> Collected data
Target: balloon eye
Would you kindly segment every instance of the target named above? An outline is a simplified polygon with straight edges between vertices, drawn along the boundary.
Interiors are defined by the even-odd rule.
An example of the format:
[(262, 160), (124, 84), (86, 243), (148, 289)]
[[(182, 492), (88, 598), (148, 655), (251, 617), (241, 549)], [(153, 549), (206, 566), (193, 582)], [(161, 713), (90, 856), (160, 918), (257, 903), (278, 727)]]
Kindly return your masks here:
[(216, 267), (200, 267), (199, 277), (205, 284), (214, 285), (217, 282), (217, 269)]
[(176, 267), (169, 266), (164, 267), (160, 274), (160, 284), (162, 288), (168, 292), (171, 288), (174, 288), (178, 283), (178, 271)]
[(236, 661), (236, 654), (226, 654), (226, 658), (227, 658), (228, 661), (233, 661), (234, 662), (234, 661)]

> YOUR OBJECTIVE
This task calls for every entry above to be transcribed exactly.

> ANSWER FOR THIS EXERCISE
Target: balloon eye
Would you kindly segment every instance of the target named above? An outline is a simplified polygon with straight edges between vertices, drawn along the boundary.
Interiors are defined by the even-odd rule.
An example of the format:
[(262, 160), (124, 84), (86, 243), (148, 289)]
[[(182, 492), (88, 598), (148, 655), (251, 617), (241, 549)], [(153, 549), (206, 566), (193, 582)], [(161, 713), (90, 856), (160, 918), (257, 903), (278, 727)]]
Kindly return your masks here:
[(216, 267), (200, 267), (199, 277), (205, 284), (214, 285), (217, 282), (217, 269)]
[(176, 267), (169, 266), (164, 267), (160, 274), (160, 284), (162, 288), (168, 292), (171, 288), (174, 288), (178, 283), (178, 271)]
[(236, 661), (236, 654), (226, 654), (226, 658), (227, 658), (228, 661), (233, 661), (234, 662), (234, 661)]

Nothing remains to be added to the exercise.